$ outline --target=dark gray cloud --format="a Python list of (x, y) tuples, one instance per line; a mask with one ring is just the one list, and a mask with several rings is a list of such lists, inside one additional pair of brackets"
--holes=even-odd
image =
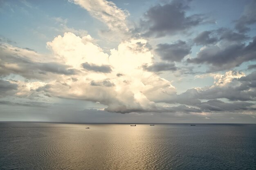
[(236, 21), (235, 28), (240, 32), (244, 33), (250, 30), (248, 26), (256, 23), (256, 0), (252, 0), (246, 5), (243, 14)]
[(256, 59), (256, 37), (247, 45), (244, 43), (231, 43), (220, 47), (217, 45), (207, 47), (196, 58), (188, 59), (189, 62), (207, 63), (211, 67), (208, 71), (230, 69), (245, 62)]
[(13, 102), (1, 100), (0, 101), (0, 104), (7, 105), (12, 106), (45, 107), (52, 106), (52, 104), (38, 102), (30, 102), (18, 103)]
[(96, 72), (101, 72), (104, 73), (110, 73), (112, 71), (111, 67), (108, 65), (102, 65), (98, 66), (94, 64), (89, 64), (86, 62), (82, 64), (83, 67), (88, 71), (92, 71)]
[(186, 42), (179, 40), (173, 44), (159, 44), (155, 51), (163, 60), (180, 62), (191, 53), (191, 46)]
[(177, 67), (174, 63), (168, 63), (165, 62), (156, 62), (150, 66), (144, 64), (142, 66), (144, 70), (153, 72), (158, 72), (163, 71), (175, 71)]
[(256, 80), (256, 71), (253, 71), (246, 76), (243, 76), (238, 79), (240, 81), (252, 81)]
[(205, 31), (198, 34), (193, 41), (197, 45), (215, 44), (221, 41), (241, 44), (249, 38), (243, 33), (235, 32), (226, 28)]
[(249, 37), (243, 33), (237, 33), (234, 30), (222, 28), (216, 31), (220, 37), (220, 40), (224, 40), (229, 42), (241, 42), (248, 40)]
[(160, 37), (172, 35), (204, 21), (205, 17), (202, 15), (186, 16), (185, 11), (189, 8), (187, 3), (182, 0), (152, 7), (144, 14), (145, 20), (141, 21), (140, 27), (146, 30), (143, 35)]
[(199, 33), (193, 40), (197, 45), (214, 44), (218, 40), (216, 37), (210, 37), (212, 31), (206, 31)]
[(250, 107), (254, 104), (247, 102), (226, 103), (219, 100), (213, 99), (202, 102), (198, 106), (202, 110), (210, 111), (228, 111), (229, 112), (241, 110), (256, 110), (256, 108)]
[(248, 70), (255, 68), (256, 68), (256, 64), (249, 65), (248, 66), (247, 69)]
[(14, 94), (13, 91), (17, 90), (17, 84), (0, 79), (0, 97)]

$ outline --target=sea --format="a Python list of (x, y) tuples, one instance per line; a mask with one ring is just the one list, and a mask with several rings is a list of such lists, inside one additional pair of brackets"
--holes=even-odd
[(195, 125), (0, 122), (0, 169), (256, 170), (256, 124)]

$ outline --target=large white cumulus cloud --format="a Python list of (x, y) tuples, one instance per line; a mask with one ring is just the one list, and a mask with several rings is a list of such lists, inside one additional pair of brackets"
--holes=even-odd
[[(122, 42), (117, 49), (111, 50), (109, 55), (93, 42), (90, 35), (81, 38), (66, 33), (47, 42), (56, 61), (79, 71), (75, 75), (59, 76), (58, 81), (51, 81), (37, 91), (59, 97), (99, 102), (106, 105), (106, 110), (110, 112), (168, 110), (154, 100), (175, 93), (175, 89), (169, 81), (141, 68), (143, 64), (150, 64), (153, 57), (146, 40)], [(94, 67), (85, 69), (85, 63)], [(111, 71), (93, 69), (98, 70), (102, 66), (108, 66)]]

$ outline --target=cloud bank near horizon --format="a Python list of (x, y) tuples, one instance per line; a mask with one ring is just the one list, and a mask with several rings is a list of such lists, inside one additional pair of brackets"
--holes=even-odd
[[(0, 105), (47, 107), (59, 99), (89, 101), (100, 106), (97, 111), (106, 113), (203, 117), (231, 113), (255, 118), (256, 37), (248, 33), (256, 22), (256, 13), (250, 7), (255, 1), (245, 7), (234, 28), (193, 34), (194, 28), (216, 22), (206, 14), (188, 14), (189, 1), (151, 6), (132, 26), (129, 12), (113, 2), (70, 2), (104, 23), (107, 30), (101, 29), (99, 35), (115, 34), (120, 40), (116, 48), (106, 50), (106, 45), (87, 31), (83, 36), (75, 31), (58, 35), (46, 43), (51, 52), (47, 54), (2, 38)], [(177, 34), (193, 35), (164, 41)], [(243, 64), (246, 68), (236, 70)], [(202, 66), (204, 70), (195, 68)], [(166, 75), (213, 81), (181, 93)]]

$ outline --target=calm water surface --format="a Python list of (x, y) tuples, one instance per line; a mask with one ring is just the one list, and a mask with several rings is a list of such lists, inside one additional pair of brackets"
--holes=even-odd
[(0, 122), (0, 169), (255, 170), (256, 125)]

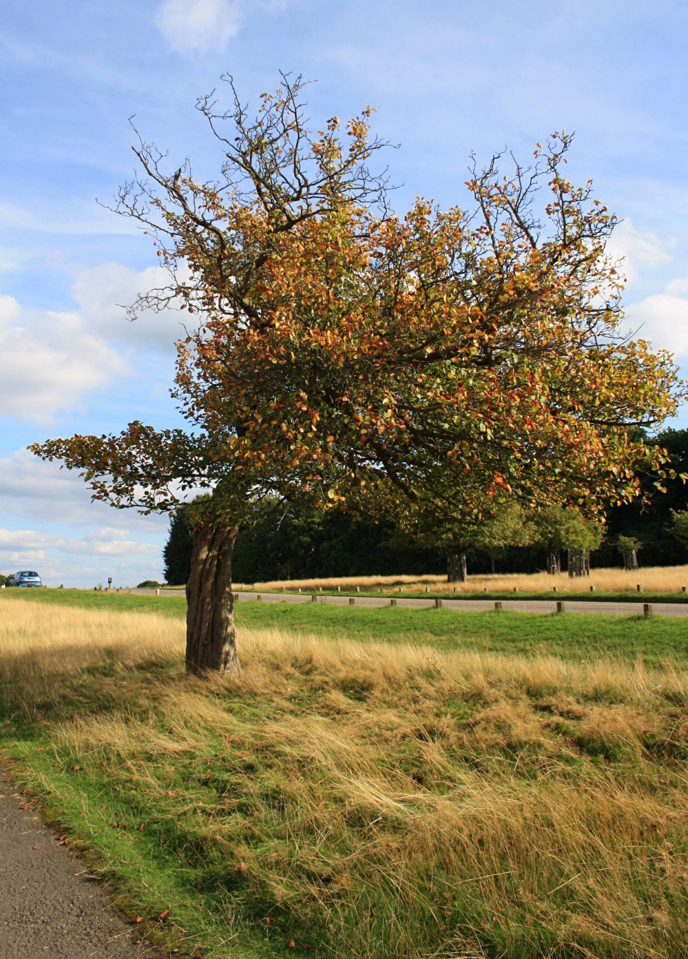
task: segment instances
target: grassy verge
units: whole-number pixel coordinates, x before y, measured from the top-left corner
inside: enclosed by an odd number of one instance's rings
[[[186,613],[183,596],[148,596],[80,590],[12,591],[2,597],[11,603],[40,601],[120,612],[154,612],[172,619]],[[688,618],[631,616],[471,613],[448,609],[350,607],[324,603],[237,603],[240,629],[278,630],[288,635],[359,642],[413,643],[437,649],[465,649],[508,655],[553,655],[594,660],[613,657],[633,664],[638,656],[648,666],[688,662]]]
[[[369,611],[309,610],[340,612]],[[241,682],[203,683],[178,618],[2,603],[3,755],[149,935],[207,959],[683,953],[688,672],[289,621],[244,621]]]

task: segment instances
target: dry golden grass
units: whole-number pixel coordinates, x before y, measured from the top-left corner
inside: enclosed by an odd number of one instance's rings
[[[556,586],[560,593],[587,592],[594,586],[600,593],[635,593],[640,583],[648,593],[680,593],[681,587],[688,586],[688,566],[652,566],[643,570],[627,573],[621,569],[592,570],[590,576],[569,578],[567,573],[550,576],[546,573],[495,573],[469,576],[466,583],[447,583],[447,576],[339,576],[332,579],[285,579],[255,583],[257,590],[355,590],[360,586],[364,592],[377,591],[380,587],[388,592],[395,587],[407,587],[409,592],[430,586],[433,593],[482,593],[487,589],[492,593],[513,593],[517,587],[520,593],[551,593]],[[241,584],[243,585],[243,584]]]
[[[43,688],[52,676],[78,675],[116,658],[122,664],[183,654],[180,620],[30,601],[5,601],[0,676]]]
[[[8,603],[0,673],[62,715],[44,745],[76,788],[193,848],[197,883],[171,861],[214,928],[365,959],[684,954],[688,672],[255,631],[240,681],[201,682],[181,629]]]

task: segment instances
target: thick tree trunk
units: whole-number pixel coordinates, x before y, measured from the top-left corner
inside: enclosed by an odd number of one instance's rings
[[[456,552],[447,557],[447,582],[465,583],[469,578],[466,553]]]
[[[186,585],[186,669],[241,672],[232,601],[232,550],[237,529],[209,524],[194,531],[191,575]]]

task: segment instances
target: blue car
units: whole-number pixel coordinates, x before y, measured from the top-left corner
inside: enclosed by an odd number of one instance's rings
[[[8,586],[42,586],[40,576],[31,570],[24,570],[22,573],[15,573]]]

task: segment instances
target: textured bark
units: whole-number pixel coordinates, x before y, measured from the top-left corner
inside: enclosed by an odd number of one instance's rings
[[[208,525],[194,532],[191,575],[186,586],[186,668],[195,676],[208,672],[237,674],[232,597],[232,550],[237,529]]]
[[[466,553],[457,552],[447,557],[447,583],[465,583],[469,578],[466,566]]]

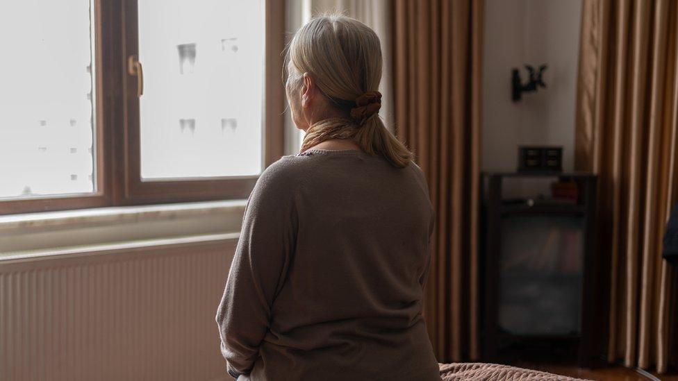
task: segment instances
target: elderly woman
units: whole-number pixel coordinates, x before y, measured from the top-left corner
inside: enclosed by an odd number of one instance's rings
[[[240,380],[440,380],[422,316],[433,211],[377,112],[374,32],[341,16],[288,51],[299,154],[250,196],[217,321]]]

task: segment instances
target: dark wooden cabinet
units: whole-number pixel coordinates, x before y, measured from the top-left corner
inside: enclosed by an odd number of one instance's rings
[[[595,252],[596,182],[586,173],[483,173],[486,361],[552,351],[547,355],[595,365],[604,304]]]

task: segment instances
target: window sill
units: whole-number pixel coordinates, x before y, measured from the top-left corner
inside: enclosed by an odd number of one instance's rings
[[[198,237],[237,239],[246,203],[236,200],[0,216],[0,261]]]

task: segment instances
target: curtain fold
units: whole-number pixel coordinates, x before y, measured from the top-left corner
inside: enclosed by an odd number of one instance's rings
[[[395,130],[436,210],[424,315],[438,361],[479,356],[478,209],[484,1],[392,5]]]
[[[659,373],[677,362],[677,274],[661,257],[678,201],[677,23],[671,0],[584,0],[577,87],[575,167],[600,176],[611,269],[608,360]]]

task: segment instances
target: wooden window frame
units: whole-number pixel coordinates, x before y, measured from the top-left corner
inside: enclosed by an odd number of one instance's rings
[[[0,201],[0,214],[105,206],[247,198],[258,176],[142,180],[137,78],[126,69],[138,53],[138,0],[94,2],[94,142],[97,192]],[[283,153],[285,93],[281,73],[285,1],[265,0],[263,161]],[[143,63],[143,62],[142,62]]]

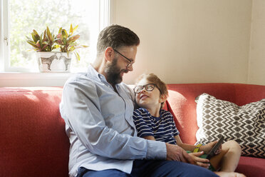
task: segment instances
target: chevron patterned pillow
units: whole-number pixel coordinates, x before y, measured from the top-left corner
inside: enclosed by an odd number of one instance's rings
[[[197,100],[197,143],[207,143],[221,135],[234,140],[242,156],[265,158],[265,98],[242,106],[207,93]]]

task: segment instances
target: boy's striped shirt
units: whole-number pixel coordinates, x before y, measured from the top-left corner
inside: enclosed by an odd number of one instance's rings
[[[170,112],[160,109],[160,117],[152,116],[145,108],[135,109],[133,121],[139,137],[152,136],[156,141],[176,144],[174,136],[180,134]]]

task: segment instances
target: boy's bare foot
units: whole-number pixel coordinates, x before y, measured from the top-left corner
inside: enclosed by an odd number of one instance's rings
[[[214,171],[214,173],[220,177],[246,177],[244,174],[236,172]]]

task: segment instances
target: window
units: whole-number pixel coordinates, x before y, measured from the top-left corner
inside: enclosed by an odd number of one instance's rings
[[[0,71],[38,72],[34,51],[26,36],[35,29],[40,34],[48,26],[57,33],[78,25],[78,43],[89,46],[78,50],[80,60],[73,59],[73,72],[85,71],[95,56],[98,32],[109,24],[110,0],[0,0]]]

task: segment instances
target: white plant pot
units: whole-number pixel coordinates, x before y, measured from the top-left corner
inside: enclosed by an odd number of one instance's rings
[[[38,51],[40,72],[70,72],[73,53]]]

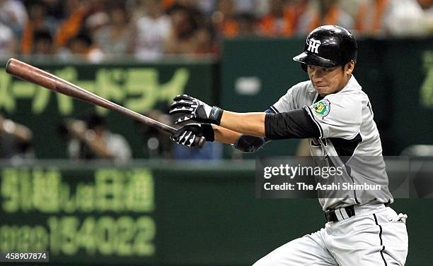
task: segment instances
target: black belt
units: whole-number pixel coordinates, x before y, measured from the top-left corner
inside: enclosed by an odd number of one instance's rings
[[[338,222],[342,221],[345,219],[350,218],[354,215],[354,205],[341,207],[338,209],[328,209],[325,211],[325,219],[328,222]],[[345,214],[343,212],[345,211]],[[338,219],[335,212],[338,212],[339,216],[342,218]]]
[[[386,202],[383,203],[383,205],[385,207],[388,207],[389,203]],[[350,218],[355,214],[354,206],[350,205],[338,209],[328,209],[325,211],[325,219],[328,222],[338,222]],[[338,219],[339,217],[341,218]]]

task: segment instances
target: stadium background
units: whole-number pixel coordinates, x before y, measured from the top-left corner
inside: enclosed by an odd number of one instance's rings
[[[29,3],[23,1],[28,8]],[[433,154],[409,148],[433,145],[433,38],[415,33],[358,32],[354,75],[371,101],[383,155],[431,162],[420,156]],[[17,49],[0,61],[21,59],[143,114],[164,114],[184,92],[224,109],[259,111],[306,78],[291,60],[303,49],[301,32],[219,37],[218,52],[200,56],[169,53],[151,61],[128,54],[95,61]],[[34,155],[0,163],[1,251],[49,250],[52,265],[248,265],[324,224],[316,200],[255,198],[254,159],[295,155],[296,140],[275,141],[248,155],[208,145],[202,156],[213,159],[183,159],[166,136],[3,69],[0,111],[32,131]],[[59,126],[89,111],[127,140],[132,159],[68,159]],[[151,136],[159,141],[156,150]],[[390,176],[404,168],[401,157],[395,159],[387,163]],[[393,207],[409,216],[407,265],[430,265],[433,202],[397,199]]]

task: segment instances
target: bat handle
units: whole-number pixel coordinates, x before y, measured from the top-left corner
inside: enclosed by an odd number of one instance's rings
[[[201,148],[204,145],[204,142],[206,142],[206,138],[204,138],[204,137],[201,137],[199,139],[195,139],[194,144],[195,144],[197,147]]]

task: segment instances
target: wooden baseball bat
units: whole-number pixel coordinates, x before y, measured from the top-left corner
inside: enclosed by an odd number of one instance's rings
[[[54,92],[125,114],[139,122],[161,129],[170,135],[176,132],[175,128],[115,104],[54,75],[19,60],[10,59],[6,64],[6,71],[17,78],[35,83]],[[204,141],[206,141],[206,139],[202,137],[197,140],[195,144],[202,147],[204,144]]]

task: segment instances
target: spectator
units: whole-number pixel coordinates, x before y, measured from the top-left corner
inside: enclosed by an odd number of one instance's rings
[[[21,1],[0,0],[0,21],[11,28],[18,42],[28,19],[27,11]]]
[[[33,52],[35,35],[42,32],[50,35],[54,32],[52,21],[47,19],[46,7],[39,1],[32,2],[28,7],[30,19],[25,23],[21,40],[21,54],[30,54]],[[52,38],[51,38],[52,39]]]
[[[46,56],[56,54],[56,47],[52,37],[47,30],[39,30],[34,34],[34,44],[32,54],[36,56]]]
[[[218,0],[212,21],[218,39],[233,37],[239,32],[233,0]]]
[[[57,30],[55,42],[59,47],[67,46],[69,40],[78,35],[83,28],[84,20],[92,11],[91,1],[67,0],[65,9],[67,18]]]
[[[236,16],[238,23],[238,36],[250,37],[258,34],[257,19],[253,14],[241,13]]]
[[[144,115],[166,125],[171,125],[171,118],[166,113],[158,110],[151,110]],[[170,138],[167,138],[165,132],[138,121],[135,125],[136,131],[142,137],[143,153],[145,157],[149,159],[172,158],[173,142]]]
[[[195,35],[196,56],[217,54],[219,49],[216,47],[215,39],[215,31],[212,25],[204,26],[199,28]]]
[[[73,55],[93,63],[100,62],[105,59],[104,54],[93,45],[91,38],[86,33],[80,33],[70,40],[68,48],[65,52],[67,58]]]
[[[286,0],[271,0],[269,13],[260,20],[260,34],[266,36],[290,36],[295,30],[295,9]]]
[[[433,33],[433,0],[418,0],[420,6],[424,11],[426,32],[429,35]]]
[[[299,18],[296,32],[305,35],[321,25],[354,28],[353,19],[340,6],[338,0],[310,0],[307,10]]]
[[[417,0],[393,0],[388,5],[383,20],[385,34],[404,37],[425,33],[424,12]]]
[[[102,52],[109,57],[119,57],[132,51],[132,32],[129,16],[122,6],[115,6],[108,11],[110,24],[95,32],[95,42]]]
[[[357,7],[355,29],[367,35],[422,35],[423,12],[415,0],[366,0]]]
[[[32,159],[32,132],[0,114],[0,159]]]
[[[195,34],[198,23],[193,11],[175,4],[168,12],[171,18],[172,28],[170,37],[166,42],[166,53],[194,54],[197,49]]]
[[[72,138],[68,143],[71,159],[106,159],[118,163],[131,159],[131,149],[125,138],[112,133],[105,119],[97,114],[88,116],[83,121],[69,121],[67,130]]]
[[[134,54],[138,59],[154,60],[163,56],[164,43],[170,36],[171,21],[158,0],[144,1],[146,15],[136,24]]]
[[[0,59],[7,59],[15,54],[16,42],[12,30],[0,21]]]

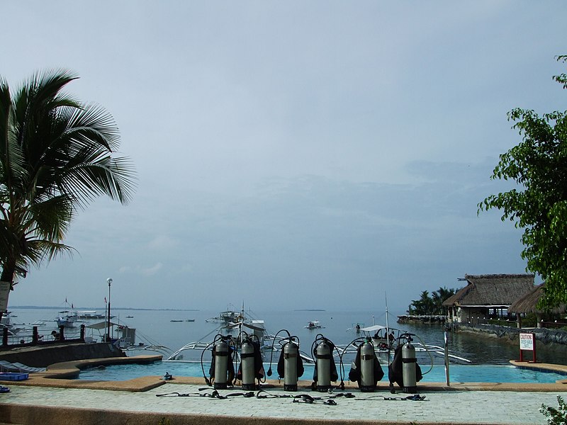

__________

_Set task:_ Please report every line of the listing above that contains the word "window", copying each such line in full.

_Response:_
target: window sill
target: wooden window frame
target: window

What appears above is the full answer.